Instructions to follow: Print every entry below again. Nothing may differ from the original.

Materials provided Start Marker

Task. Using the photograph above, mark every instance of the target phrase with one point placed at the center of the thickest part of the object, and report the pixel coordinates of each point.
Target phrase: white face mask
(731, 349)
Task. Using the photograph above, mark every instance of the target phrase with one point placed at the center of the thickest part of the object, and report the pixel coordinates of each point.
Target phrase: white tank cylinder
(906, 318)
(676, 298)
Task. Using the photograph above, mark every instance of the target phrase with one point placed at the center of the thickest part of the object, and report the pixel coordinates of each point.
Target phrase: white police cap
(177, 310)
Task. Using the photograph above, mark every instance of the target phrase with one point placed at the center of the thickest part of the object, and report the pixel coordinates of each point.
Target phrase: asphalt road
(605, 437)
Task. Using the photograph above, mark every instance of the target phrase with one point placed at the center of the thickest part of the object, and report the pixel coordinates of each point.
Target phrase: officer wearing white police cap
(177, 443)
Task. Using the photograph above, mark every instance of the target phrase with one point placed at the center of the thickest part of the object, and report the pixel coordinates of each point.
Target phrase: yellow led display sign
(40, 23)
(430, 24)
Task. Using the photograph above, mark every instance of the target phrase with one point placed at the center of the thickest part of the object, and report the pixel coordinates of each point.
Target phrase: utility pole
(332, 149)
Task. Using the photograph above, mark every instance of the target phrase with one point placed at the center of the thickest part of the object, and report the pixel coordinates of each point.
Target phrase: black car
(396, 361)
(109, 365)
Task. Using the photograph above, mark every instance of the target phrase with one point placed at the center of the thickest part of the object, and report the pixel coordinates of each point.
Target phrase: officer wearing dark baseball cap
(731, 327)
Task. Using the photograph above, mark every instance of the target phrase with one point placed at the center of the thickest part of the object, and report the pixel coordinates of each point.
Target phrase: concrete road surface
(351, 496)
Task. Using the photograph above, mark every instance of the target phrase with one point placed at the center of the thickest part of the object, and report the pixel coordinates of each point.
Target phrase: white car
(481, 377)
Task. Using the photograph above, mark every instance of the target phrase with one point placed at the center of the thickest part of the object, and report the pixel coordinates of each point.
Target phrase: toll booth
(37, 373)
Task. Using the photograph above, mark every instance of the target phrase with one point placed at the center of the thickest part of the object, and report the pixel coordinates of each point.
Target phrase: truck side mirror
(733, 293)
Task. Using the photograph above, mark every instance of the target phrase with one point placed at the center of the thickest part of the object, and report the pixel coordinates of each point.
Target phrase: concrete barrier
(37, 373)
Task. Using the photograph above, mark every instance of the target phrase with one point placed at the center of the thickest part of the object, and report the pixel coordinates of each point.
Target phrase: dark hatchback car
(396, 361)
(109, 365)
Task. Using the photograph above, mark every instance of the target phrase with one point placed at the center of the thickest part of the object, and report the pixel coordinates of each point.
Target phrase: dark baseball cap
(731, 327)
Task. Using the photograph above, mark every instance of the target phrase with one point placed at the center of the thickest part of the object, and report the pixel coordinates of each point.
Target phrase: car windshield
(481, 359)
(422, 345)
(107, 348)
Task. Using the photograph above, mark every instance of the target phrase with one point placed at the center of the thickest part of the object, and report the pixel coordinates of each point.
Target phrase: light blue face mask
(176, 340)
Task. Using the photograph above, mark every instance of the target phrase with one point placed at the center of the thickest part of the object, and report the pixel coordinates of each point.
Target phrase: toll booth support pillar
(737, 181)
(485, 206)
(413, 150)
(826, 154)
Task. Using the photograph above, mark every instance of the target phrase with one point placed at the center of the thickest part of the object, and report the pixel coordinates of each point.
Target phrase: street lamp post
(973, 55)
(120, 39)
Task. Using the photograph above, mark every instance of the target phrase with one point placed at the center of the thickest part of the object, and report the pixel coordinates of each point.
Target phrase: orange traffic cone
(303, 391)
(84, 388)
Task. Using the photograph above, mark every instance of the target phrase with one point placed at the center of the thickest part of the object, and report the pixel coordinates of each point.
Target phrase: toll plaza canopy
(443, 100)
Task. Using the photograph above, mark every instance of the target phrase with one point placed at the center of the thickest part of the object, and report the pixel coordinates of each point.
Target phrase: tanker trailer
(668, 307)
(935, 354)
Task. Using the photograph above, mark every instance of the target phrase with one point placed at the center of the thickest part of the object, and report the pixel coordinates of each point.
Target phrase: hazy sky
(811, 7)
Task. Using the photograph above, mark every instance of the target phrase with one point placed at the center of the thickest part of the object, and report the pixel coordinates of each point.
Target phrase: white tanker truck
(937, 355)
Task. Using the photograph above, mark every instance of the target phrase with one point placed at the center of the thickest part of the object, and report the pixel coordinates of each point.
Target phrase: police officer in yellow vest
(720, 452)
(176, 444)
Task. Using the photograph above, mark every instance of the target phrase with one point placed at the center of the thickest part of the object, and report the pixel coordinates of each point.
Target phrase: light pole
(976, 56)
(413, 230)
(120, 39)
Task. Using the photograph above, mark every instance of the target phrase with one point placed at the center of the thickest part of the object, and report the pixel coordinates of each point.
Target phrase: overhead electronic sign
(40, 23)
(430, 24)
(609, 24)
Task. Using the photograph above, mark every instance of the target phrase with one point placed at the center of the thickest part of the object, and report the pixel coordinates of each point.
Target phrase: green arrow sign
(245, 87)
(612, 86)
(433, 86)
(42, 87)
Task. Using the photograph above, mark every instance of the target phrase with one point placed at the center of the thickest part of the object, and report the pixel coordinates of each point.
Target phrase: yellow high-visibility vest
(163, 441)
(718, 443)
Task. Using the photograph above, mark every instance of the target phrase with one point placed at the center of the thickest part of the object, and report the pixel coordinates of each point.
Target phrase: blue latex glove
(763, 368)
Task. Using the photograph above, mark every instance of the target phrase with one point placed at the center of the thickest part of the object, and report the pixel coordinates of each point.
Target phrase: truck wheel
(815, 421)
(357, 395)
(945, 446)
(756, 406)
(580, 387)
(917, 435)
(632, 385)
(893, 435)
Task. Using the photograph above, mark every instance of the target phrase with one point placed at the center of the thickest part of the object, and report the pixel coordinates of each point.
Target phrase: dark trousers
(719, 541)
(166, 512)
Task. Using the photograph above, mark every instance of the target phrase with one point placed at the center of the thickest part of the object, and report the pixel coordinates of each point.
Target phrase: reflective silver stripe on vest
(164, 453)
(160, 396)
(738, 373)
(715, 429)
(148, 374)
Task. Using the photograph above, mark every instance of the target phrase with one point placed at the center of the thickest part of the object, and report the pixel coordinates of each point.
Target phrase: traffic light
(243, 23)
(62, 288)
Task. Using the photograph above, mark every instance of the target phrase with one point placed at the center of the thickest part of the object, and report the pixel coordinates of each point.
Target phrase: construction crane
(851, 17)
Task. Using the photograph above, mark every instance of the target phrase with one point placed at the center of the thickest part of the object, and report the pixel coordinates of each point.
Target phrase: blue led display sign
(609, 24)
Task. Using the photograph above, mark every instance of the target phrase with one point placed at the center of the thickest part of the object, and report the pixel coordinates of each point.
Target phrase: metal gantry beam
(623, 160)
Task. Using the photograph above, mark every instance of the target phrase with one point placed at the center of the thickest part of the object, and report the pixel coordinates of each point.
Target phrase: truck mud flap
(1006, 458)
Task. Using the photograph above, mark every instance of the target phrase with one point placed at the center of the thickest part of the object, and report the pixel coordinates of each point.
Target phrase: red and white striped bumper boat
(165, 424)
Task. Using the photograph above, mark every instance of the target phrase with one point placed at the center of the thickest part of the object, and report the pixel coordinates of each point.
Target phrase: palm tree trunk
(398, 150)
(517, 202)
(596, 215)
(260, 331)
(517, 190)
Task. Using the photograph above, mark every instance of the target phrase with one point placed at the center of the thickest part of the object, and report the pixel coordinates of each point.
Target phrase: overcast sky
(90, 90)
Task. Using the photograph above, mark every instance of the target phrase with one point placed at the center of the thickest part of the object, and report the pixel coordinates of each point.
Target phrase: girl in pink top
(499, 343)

Materials provided End Marker

Written answer:
Task. Using the photograph above, mark every instance of the target phrase with one point placed at the center of the thickest part of the object, and report the pixel coordinates of each point.
Target phrase: white face mask
(731, 349)
Task. Using the photograph above, mark every instance of the target phrase with one point placed at the center of the thickest part of the object, and report the pixel coordinates of each point.
Target phrase: white tank cylinder
(906, 318)
(676, 298)
Task. Using the photograph above, mark every instance of the target phrase with one point placed at the center of the thickest part of the object, and report the pixel coordinates of each point.
Target phrase: white police cap
(177, 310)
Task. Using the photograph above, mark every instance of the target phrase with one point placed at the center of the thickest part of the object, and report the pixel coordinates of each point.
Target phrase: asphalt road
(605, 437)
Task. Using the photograph above, mark every instance of the target phrase with one point placed at the center of the thickest part of the object, and report the pixel coordinates of each point.
Target phrase: officer wearing white police cap
(177, 443)
Task. Using the photograph above, mark every instance of the target phrase with one point placed at the center of the thickest part of the object, and report the pixel coordinates of each point.
Target phrase: yellow led display sign
(40, 23)
(430, 24)
Task. Using the photograph above, mark every instance of the target phrase with one point placed at the center of the thickest part of the object, and report the pixel coordinates of each point.
Target phrase: utility pole
(332, 149)
Task. Using the photograph above, mark every instance of the target phrase with one point placed at the center of the thickest part of the object, and report the pixel coordinates of each point.
Target phrase: black car
(396, 361)
(109, 365)
Task. Using the photograph above, mark every instance of the target phrase with one point placed at the center of the thickest part of the object, and report the pixel coordinates of each point.
Target phrase: officer wearing dark baseball cap
(731, 327)
Task. Using the photograph above, mark every instance of the target phrase with one point placed at the center of the thickest part of the object, and report the pixel coordinates of each point.
Target phrase: concrete road surface
(351, 496)
Task. Using the photograph above, mark every instance of the target phrase with one point placed at the center of the thickest part of the object, and report the pixel coordinates of each point.
Target phrase: white car
(481, 377)
Task. Using the photograph above, mark every instance of the target phrase with one point placed at the center of the thickest part of the object, and report the pixel coordinates of each point.
Target phrase: toll booth
(37, 373)
Task. Using the photograph above, mark every instance of the target phrase with one point placed at the center of the thickest part of the object, and report the pixel coordinates of each point.
Target phrase: truck side mirror
(733, 293)
Task. Using the photograph above, mark every instance of the target phrase with one point placed at the center of the thickest part of the object, and report the pixel coordinates of each point.
Target phrase: concrete barrier
(37, 373)
Task. Using the photograph above, mark every instance of the target phrase with one point placed at the center of the thickest part of the object, and report the pixel coordinates of each point.
Target phrase: dark hatchback car
(396, 361)
(109, 365)
Task. Using the photograph above, mark every instance of the target phrase with one point placed at the center of the thickest part of the object, and report the pixel coordinates of each point.
Target phrase: dark baseball cap
(731, 327)
Task. Using the photograph above, mark every instance of the target phrase with one point placed at the center of the thickest part of the object, and report the pixel coordinates of each point.
Target phrase: car windshield
(481, 359)
(422, 345)
(107, 348)
Task. Using the photograph above, mark every instance of the target phrase with one point placed at the center of the thickest part of the object, and report the pixel coordinates of each point.
Target phrase: light blue face mask
(176, 340)
Task. Using the photograph above, mark every instance of the target phrase with one point placed at the center of the thickest part of the object, and report the pixel coordinates of each point.
Target phrase: toll booth support pillar
(737, 181)
(485, 206)
(413, 150)
(826, 154)
Task. Using the photograph above, mark every instance of the target phrase with one point placed at the center of the thickest part of the object, and report the pixel coordinates of each point.
Target phrase: street lamp post
(973, 55)
(120, 39)
Task. Using the photograph above, mark every instance of the target phrase with one point placed at the center of the thickest part of the object, and report the pixel coordinates of each point.
Target phrase: orange traffic cone
(303, 391)
(84, 388)
Task. Using the photograph above, mark every instance of the target phrase with one point placed at the center of the thickest part of the object, and report the pixel coordinates of each point.
Target phrase: toll plaza canopy
(443, 100)
Task. Using the photograph above, mark every instance of the target phrase with one point placed at the center of the thickest part of the object, and report the pixel coordinates of each point.
Target phrase: tanker trailer
(668, 307)
(935, 354)
Task. Using the photograph above, mark every instance of the target phrase with one point placed at the center of the thickest part of the object, and report the pixel coordinates of each point.
Target phrase: hazy sky
(811, 7)
Task. Using the photograph above, mark every instance of the target phrase with one point placed at the center of the thickest part of the object, and report the pixel coordinates of each point.
Target phrase: white tanker truck
(937, 355)
Task. Using the photograph above, mark every instance of the target phrase with one point placed at the center of the thickest part of the object, and report the pixel coordinates of each point.
Target phrase: police officer in yellow vest
(720, 452)
(176, 444)
Task. Using the photograph above, mark every instance of the target phrase with one point placed at the center of the thickest part of the object, and report the pixel coordinates of each point.
Target phrase: light pole
(976, 56)
(413, 230)
(120, 39)
Task. Using the photograph above, mark every instance of the target phrase with one point placed at the center of the thickest part of the object, and report the pixel coordinates of each point.
Target phrase: overhead electronic sign
(40, 23)
(430, 24)
(609, 24)
Task. Using the photograph above, mark every instance of the target phrase with one point placed at the center of the thickest part of the object, and report the pixel coordinates of each point.
Target phrase: green arrow sign
(245, 87)
(612, 86)
(433, 86)
(42, 87)
Task. Using the photograph above, mark every instance of the target phrase with one point placed at the center of the thickest part of the object, and report the pixel coordinates of each point.
Target phrase: yellow high-visibility vest
(163, 441)
(718, 443)
Task. Using the photograph above, mark every instance of the target phrase with one point placed at the center of the thickest part of the object, and report the pixel coordinates of each point.
Target phrase: blue latex glove
(763, 368)
Task. Using the photograph above, mark every instance of the target phrase with one point placed at the center of the thickest part of the object, and report the pixel coordinates of each point.
Target phrase: truck wheel
(815, 421)
(357, 395)
(945, 446)
(756, 406)
(580, 387)
(917, 435)
(632, 385)
(893, 435)
Task. Using the photograph above, mark every instance of the target phrase with one point placed at the center of the thickest part of the object, and report the pixel coordinates of each point.
Target phrase: dark trousers
(719, 541)
(166, 512)
Task. Using the photograph above, mark every instance of the target phrase with one point placed at the center of the thickest part of the object, and report the pixel coordinates of each point.
Target phrase: reflective silver stripe on vest
(164, 453)
(160, 396)
(738, 373)
(715, 429)
(148, 374)
Task. Using the photograph above, mark every instance of the target phrase with one point placed at the center of the thickest part of the object, and report the pixel coordinates of each point.
Target phrase: traffic light
(243, 23)
(62, 288)
Task. Using the photograph above, mark every instance of the target phrase with one point placed at the center of the thickest part of the object, and report the pixel coordinates of each point.
Target phrase: construction crane
(851, 17)
Task. Using the photograph above, mark every instance of the target phrase with one point placed at the center of the thickest part of the object, and report the pixel coordinates of each point.
Target phrase: blue led display sign
(609, 24)
Task. Using the photograph above, mark every instance of the target phrase with one point placed at the center of the thickest part of the object, and report the pixel coordinates of each point.
Target phrase: metal gantry beam
(623, 160)
Task. Using the photograph above, mark every instance of the target phrase with one point placed at the center of the thickest part of the object, and report the pixel coordinates of each point.
Target phrase: truck mud flap
(1006, 458)
Task. Using the photograph above, mark every instance of the target phrase with one point placed at the center of the thickest part of the object, and report the pixel coordinates of each point.
Target phrase: red and white striped bumper boat
(165, 424)
Task. Using the photograph above, mark every instance of the target phrase with one point placed at the center of the thickest part of the object, and report the pixel coordinates of each point.
Target phrase: palm tree trunk
(398, 150)
(517, 202)
(596, 215)
(260, 331)
(517, 190)
Task. Using the photograph above, mark every instance of the target phrase with one point placed at the center of the thickest part of the object, and report the pixel coordinates of each point.
Target phrase: overcast sky
(90, 90)
Task. Using the photograph above, mark every instance of the target phrase with one point placed at the center of the thickest part of the object, and report the pixel coordinates of each point.
Target phrase: girl in pink top
(499, 343)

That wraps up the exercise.